__What you have to do__
Rewrite the lines below with "pantry cabinet" changed to "storage cupboard" and everything else kept the same. Omit the pictures.

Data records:
- - -

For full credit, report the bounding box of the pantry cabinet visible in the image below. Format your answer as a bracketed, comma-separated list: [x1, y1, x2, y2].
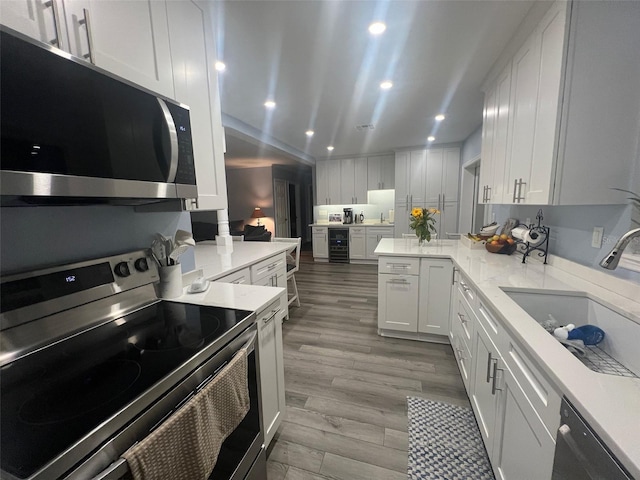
[335, 157, 367, 205]
[367, 155, 395, 190]
[167, 0, 227, 210]
[479, 1, 640, 205]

- - -

__Reply to the exercise__
For full credit, report the bounding box of the storage cupboard visible in the image below. Format your answer as a bracketed, comma-separated list: [x1, y1, x2, y2].
[335, 157, 367, 205]
[367, 155, 395, 190]
[167, 0, 227, 210]
[479, 1, 640, 205]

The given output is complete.